_Listed records_:
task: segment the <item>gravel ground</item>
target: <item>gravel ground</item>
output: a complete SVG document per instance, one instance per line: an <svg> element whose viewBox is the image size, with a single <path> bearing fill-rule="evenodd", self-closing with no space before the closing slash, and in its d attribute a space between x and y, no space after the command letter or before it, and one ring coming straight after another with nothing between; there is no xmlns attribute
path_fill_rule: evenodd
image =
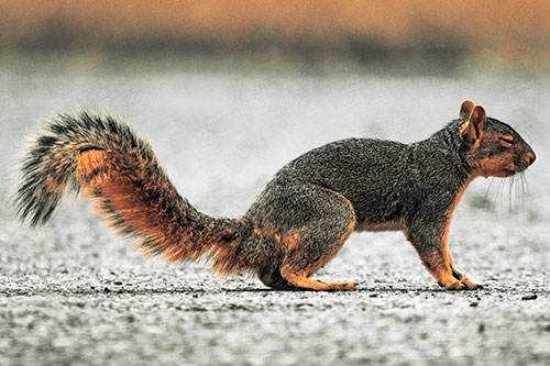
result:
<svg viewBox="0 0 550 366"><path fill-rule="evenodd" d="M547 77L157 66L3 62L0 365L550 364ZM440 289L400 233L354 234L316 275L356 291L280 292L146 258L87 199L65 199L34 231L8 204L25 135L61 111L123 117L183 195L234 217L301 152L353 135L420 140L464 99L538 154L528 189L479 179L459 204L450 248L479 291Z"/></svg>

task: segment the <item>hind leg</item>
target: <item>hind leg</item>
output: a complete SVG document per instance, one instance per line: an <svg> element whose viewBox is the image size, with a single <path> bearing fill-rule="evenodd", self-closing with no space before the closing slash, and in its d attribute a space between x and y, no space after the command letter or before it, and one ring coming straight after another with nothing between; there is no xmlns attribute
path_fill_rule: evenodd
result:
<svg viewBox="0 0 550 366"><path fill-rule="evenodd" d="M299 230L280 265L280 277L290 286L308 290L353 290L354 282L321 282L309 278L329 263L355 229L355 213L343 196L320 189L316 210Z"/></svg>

_Goal_: Return everything from the start of the records down to the line containing "target: <item>gravel ground</item>", both included, reproduced verbatim.

_Task solution_:
task: segment the <item>gravel ground</item>
target: <item>gravel ground</item>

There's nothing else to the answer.